(Data extracted from a collection)
......
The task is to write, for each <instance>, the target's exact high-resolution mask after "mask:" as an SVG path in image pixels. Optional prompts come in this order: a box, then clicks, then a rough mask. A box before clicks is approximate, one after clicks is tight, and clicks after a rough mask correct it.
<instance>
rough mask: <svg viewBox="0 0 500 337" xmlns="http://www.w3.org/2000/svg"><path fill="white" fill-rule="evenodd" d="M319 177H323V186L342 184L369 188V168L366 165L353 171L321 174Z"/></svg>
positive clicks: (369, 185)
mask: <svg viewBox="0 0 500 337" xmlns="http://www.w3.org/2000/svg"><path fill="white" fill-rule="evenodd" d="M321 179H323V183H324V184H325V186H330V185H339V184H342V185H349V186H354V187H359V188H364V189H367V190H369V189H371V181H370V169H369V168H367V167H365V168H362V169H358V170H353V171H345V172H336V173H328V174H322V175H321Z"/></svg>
......
■ Directions for this task ■
Within the data, how many lines hold "rough"? Respond with only the number.

■ Task output ■
2